Problem to work on –
Select every line of the listing below that contains the string "window", and treat uppercase and lowercase letters as different.

+++ Given data

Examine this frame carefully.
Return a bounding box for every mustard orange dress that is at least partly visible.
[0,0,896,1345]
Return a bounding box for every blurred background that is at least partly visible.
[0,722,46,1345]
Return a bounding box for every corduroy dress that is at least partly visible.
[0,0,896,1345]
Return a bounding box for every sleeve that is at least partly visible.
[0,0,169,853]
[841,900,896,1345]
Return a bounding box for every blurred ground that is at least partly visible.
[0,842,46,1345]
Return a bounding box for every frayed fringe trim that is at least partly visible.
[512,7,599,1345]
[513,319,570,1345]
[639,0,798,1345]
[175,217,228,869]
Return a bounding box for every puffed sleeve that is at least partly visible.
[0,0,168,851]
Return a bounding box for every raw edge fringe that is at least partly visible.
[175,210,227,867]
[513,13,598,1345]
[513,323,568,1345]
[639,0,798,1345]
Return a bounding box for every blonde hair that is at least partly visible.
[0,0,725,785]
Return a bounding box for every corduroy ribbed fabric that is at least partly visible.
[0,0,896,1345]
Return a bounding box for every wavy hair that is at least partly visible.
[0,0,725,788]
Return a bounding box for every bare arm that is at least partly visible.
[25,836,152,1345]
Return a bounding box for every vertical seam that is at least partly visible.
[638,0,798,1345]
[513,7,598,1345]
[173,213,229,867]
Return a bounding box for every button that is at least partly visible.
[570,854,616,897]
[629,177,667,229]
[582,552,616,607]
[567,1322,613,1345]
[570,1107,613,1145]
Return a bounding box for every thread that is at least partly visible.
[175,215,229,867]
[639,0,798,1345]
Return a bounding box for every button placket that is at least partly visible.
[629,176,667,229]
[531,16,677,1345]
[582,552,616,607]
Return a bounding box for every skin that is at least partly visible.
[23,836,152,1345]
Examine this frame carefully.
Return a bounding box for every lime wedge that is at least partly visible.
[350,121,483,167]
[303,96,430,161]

++++++
+++ Given data

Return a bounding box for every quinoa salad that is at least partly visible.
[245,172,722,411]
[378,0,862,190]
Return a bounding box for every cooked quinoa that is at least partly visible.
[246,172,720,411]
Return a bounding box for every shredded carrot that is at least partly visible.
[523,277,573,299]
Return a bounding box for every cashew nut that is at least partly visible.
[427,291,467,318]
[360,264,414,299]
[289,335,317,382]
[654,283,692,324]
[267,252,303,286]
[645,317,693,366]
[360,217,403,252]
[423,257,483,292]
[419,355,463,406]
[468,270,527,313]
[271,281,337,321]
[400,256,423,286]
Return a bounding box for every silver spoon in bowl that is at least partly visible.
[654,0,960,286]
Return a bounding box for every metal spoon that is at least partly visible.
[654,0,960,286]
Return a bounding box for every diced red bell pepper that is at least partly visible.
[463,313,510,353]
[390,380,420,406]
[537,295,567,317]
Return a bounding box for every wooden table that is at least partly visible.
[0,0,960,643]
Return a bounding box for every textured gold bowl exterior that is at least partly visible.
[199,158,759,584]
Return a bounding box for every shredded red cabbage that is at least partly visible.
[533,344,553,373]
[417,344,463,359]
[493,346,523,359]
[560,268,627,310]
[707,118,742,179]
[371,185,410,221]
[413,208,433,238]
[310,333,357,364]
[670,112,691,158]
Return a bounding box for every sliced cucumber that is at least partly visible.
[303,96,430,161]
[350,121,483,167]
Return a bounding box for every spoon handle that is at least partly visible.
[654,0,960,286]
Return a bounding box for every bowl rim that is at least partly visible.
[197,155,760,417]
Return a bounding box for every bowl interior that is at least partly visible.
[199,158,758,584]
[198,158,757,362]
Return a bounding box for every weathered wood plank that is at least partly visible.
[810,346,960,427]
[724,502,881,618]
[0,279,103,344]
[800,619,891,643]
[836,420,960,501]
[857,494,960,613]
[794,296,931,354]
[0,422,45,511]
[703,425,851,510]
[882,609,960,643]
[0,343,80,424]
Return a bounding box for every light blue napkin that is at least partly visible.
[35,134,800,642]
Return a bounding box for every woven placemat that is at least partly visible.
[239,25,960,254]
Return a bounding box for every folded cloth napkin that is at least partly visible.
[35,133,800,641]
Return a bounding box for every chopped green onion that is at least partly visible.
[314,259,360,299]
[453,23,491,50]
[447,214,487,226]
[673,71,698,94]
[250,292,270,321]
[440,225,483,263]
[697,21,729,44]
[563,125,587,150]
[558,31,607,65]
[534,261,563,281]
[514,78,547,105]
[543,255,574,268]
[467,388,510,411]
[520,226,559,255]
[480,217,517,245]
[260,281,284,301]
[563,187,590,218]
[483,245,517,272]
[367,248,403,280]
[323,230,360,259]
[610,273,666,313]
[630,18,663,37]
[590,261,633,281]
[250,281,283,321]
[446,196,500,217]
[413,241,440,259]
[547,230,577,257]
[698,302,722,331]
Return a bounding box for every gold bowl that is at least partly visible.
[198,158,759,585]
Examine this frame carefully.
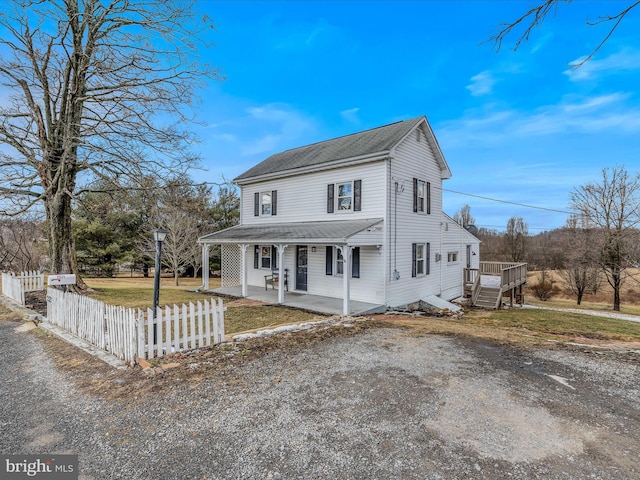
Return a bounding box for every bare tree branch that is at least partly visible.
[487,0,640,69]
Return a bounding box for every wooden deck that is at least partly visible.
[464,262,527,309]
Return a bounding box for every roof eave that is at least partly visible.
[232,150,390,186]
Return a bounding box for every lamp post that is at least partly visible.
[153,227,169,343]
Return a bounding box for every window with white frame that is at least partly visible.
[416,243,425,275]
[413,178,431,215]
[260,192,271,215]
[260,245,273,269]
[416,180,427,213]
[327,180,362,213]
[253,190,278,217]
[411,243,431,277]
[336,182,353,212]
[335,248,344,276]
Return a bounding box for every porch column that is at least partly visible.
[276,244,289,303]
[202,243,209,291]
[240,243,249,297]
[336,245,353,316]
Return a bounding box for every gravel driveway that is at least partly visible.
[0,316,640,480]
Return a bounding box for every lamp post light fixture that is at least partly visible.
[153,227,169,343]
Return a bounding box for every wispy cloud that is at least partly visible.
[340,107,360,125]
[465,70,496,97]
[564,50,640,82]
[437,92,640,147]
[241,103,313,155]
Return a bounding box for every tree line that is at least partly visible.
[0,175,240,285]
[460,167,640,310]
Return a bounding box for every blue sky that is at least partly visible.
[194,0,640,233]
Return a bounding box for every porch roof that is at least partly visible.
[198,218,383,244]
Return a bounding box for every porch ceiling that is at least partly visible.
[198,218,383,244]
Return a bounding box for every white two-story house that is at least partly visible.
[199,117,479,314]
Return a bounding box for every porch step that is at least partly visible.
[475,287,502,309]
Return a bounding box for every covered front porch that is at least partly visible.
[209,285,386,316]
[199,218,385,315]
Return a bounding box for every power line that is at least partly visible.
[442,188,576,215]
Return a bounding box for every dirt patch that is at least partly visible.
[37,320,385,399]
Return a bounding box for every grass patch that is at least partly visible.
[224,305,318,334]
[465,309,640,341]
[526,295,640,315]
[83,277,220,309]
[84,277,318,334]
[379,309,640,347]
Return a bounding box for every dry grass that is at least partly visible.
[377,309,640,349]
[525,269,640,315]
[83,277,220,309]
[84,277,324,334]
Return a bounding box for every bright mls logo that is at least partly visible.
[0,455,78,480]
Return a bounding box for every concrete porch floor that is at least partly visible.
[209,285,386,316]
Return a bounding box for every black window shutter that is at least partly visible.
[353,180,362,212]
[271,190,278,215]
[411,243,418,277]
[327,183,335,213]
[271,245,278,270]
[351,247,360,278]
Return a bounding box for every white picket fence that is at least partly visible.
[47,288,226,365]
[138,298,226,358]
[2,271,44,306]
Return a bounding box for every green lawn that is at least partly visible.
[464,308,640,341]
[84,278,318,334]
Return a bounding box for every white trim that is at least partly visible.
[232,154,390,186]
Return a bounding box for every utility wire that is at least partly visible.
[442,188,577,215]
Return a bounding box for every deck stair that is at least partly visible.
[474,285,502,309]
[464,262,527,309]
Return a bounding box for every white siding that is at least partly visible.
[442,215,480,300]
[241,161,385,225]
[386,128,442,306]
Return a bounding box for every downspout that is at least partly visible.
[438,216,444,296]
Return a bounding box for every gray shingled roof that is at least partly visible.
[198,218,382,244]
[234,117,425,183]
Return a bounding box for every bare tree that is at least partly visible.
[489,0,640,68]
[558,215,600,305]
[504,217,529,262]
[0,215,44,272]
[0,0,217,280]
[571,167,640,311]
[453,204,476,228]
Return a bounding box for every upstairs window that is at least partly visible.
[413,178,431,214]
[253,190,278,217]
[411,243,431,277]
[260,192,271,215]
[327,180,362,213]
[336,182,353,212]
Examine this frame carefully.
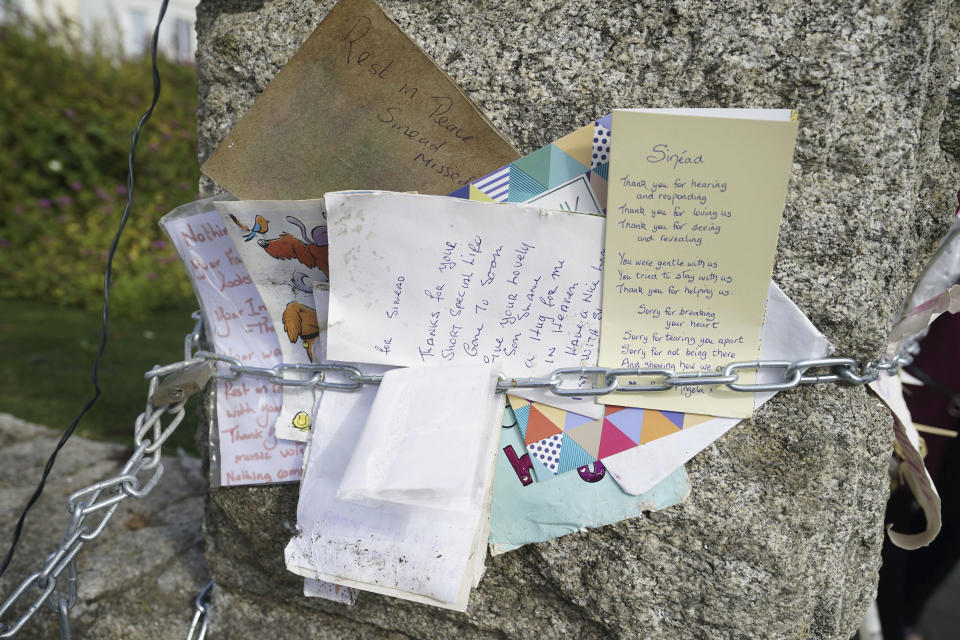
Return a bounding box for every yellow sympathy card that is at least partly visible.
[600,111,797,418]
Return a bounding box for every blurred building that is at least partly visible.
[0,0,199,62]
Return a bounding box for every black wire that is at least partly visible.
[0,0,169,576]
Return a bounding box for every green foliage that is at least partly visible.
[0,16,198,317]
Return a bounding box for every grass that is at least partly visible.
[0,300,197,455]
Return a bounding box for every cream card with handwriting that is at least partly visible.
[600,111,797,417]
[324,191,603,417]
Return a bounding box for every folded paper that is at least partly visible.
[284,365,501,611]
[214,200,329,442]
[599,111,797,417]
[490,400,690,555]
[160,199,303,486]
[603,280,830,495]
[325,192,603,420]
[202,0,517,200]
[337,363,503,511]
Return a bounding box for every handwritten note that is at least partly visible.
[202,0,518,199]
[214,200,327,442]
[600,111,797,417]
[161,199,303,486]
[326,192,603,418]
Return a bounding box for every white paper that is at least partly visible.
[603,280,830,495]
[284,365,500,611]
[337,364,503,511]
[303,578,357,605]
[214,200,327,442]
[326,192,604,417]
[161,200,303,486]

++++++
+++ Given data

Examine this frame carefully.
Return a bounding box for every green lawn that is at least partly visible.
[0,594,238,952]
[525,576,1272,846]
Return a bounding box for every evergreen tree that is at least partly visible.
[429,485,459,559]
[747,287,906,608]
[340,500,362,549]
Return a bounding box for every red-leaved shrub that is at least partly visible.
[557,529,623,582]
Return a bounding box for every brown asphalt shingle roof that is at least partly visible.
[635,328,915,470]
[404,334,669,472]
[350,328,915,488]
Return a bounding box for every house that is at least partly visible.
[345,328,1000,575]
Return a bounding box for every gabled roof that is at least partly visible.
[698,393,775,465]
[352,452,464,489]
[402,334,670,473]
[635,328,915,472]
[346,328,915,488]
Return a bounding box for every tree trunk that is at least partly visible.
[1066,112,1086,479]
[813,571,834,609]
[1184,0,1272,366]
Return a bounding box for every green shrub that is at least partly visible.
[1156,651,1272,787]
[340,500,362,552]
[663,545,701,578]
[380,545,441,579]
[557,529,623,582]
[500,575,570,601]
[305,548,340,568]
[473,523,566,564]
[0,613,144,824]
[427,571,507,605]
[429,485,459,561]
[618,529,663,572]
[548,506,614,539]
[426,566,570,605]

++++++

Response –
Return a bounding box for every window with white frame that is at least partly visible.
Return a bounding box for every black window shutter that is at least partly visible.
Return a bounding box for every upstairs window that is at least partly visible.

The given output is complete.